─── Passage to read ───

I'm going to keep things as brief as I can, and not try to go over everything that has been gone over. They're all good points, but you don't need to hear me say them again.
The Mississaugas of Credit are about 2,600 people. We have treaty lands of basically from out near the Rouge, down near London, out past Guelph, and to Niagara Falls. As a matter of fact, the only assertion of title that Canada can make is through a treaty with the Mississaugas, within our treaty territories. One of the things we've done recently is we've realigned with the other Mississauga communities. There are six of us, and within that there are about 10,000 people. Historically, there were many more thousands of Mississauga people than that.
I must say that this process has been very telling for me, because I came into this thinking that when we talk about the specific claims and negotiations, it must stop being adversarial and it must become reconciliatory.

─── Recorded data ───

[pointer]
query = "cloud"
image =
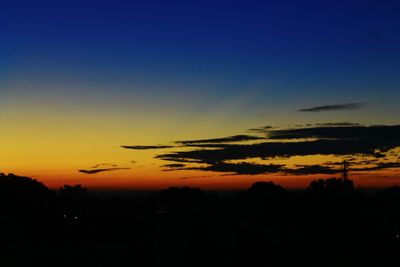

───

◆ Task statement:
Quote the passage from the statement about the Mississaugas of the Credit word for word, from "I'm going to" up to and including "say them again.".

◆ Solution below:
I'm going to keep things as brief as I can, and not try to go over everything that has been gone over. They're all good points, but you don't need to hear me say them again.